Task description:
Please copy out all of the data below word for word, leaving out any pictures.
━━━━━ Items ━━━━━
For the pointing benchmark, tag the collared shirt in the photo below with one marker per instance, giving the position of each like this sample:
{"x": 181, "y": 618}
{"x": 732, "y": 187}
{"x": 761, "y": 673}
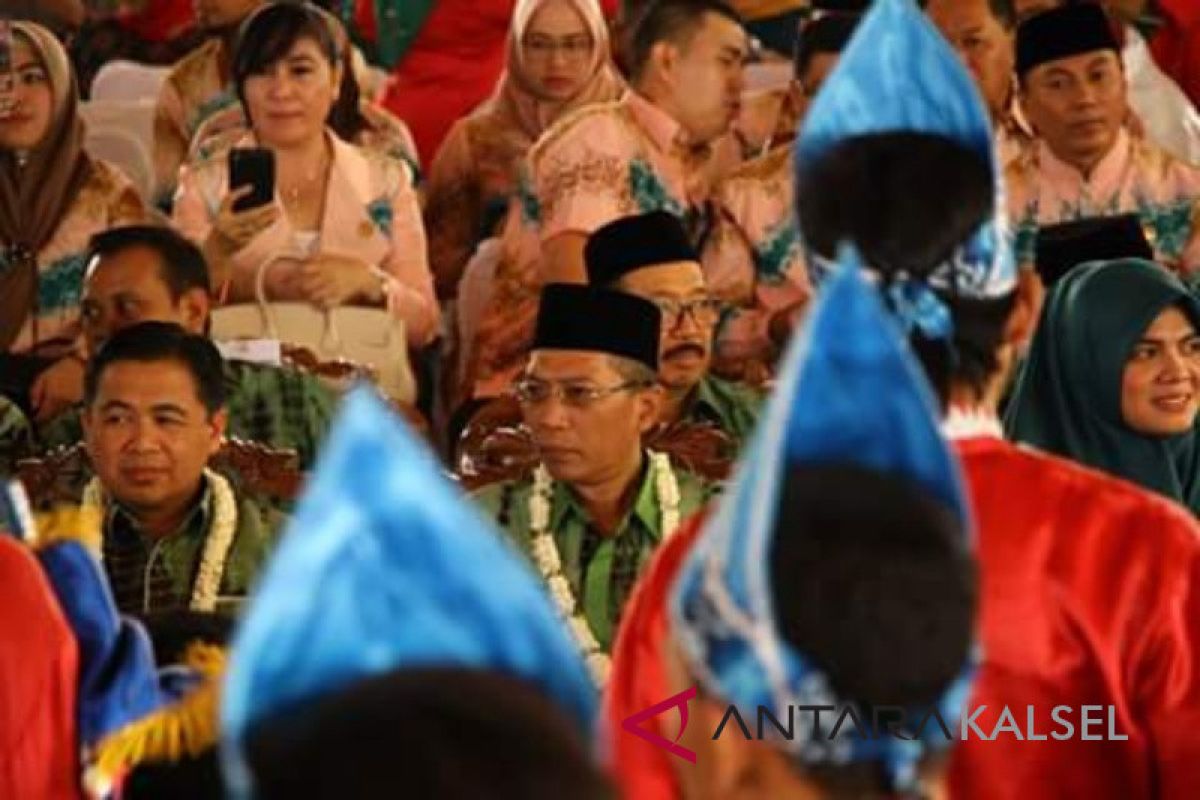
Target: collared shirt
{"x": 601, "y": 570}
{"x": 279, "y": 407}
{"x": 754, "y": 259}
{"x": 142, "y": 569}
{"x": 151, "y": 576}
{"x": 730, "y": 405}
{"x": 1134, "y": 176}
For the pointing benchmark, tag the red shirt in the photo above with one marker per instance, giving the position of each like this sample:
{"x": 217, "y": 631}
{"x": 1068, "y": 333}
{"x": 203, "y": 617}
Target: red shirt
{"x": 37, "y": 684}
{"x": 1090, "y": 596}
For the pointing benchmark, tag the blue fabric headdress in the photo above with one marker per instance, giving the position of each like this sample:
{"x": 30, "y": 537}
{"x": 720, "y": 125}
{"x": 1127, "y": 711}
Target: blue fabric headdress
{"x": 387, "y": 565}
{"x": 118, "y": 679}
{"x": 900, "y": 74}
{"x": 850, "y": 394}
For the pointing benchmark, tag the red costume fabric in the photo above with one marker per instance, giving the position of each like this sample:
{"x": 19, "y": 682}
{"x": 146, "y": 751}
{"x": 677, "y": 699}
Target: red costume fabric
{"x": 37, "y": 684}
{"x": 637, "y": 679}
{"x": 1090, "y": 595}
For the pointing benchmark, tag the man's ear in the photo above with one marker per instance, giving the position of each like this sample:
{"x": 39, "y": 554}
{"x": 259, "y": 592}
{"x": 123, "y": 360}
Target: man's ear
{"x": 1023, "y": 320}
{"x": 195, "y": 306}
{"x": 649, "y": 407}
{"x": 217, "y": 423}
━━━━━
Answer in full:
For the pointing benchmark, tag the collared shirt in the photo below with one marker per instance, giving the position of each like this sample:
{"x": 181, "y": 618}
{"x": 732, "y": 187}
{"x": 761, "y": 673}
Target: collared shirt
{"x": 601, "y": 570}
{"x": 279, "y": 407}
{"x": 754, "y": 259}
{"x": 142, "y": 569}
{"x": 151, "y": 576}
{"x": 730, "y": 405}
{"x": 1134, "y": 176}
For the pointing benchmark, tag the red shirt in the photo above with one marker per instance, giving the position of each like this sample:
{"x": 217, "y": 631}
{"x": 1068, "y": 333}
{"x": 203, "y": 617}
Target: red shirt
{"x": 37, "y": 684}
{"x": 1090, "y": 596}
For the pointing benchmark, tag the blue fabric headdress in the photo above with one marker per instance, giving the position of each like this sample:
{"x": 30, "y": 537}
{"x": 720, "y": 125}
{"x": 1127, "y": 711}
Target: blue fabric headdress
{"x": 387, "y": 565}
{"x": 118, "y": 679}
{"x": 900, "y": 74}
{"x": 850, "y": 394}
For the pointing benchmark, tag the red costume fabric in the photo above with one marker per instance, giving the position of each like this sample:
{"x": 19, "y": 682}
{"x": 146, "y": 751}
{"x": 677, "y": 699}
Target: red costume fabric
{"x": 37, "y": 684}
{"x": 637, "y": 679}
{"x": 1090, "y": 595}
For the pointing benchmark, tag the man's ear in the photo above with one marker per instance, giving the position of each like this sample:
{"x": 39, "y": 554}
{"x": 259, "y": 592}
{"x": 123, "y": 360}
Target: man's ear
{"x": 1023, "y": 320}
{"x": 195, "y": 306}
{"x": 649, "y": 407}
{"x": 217, "y": 423}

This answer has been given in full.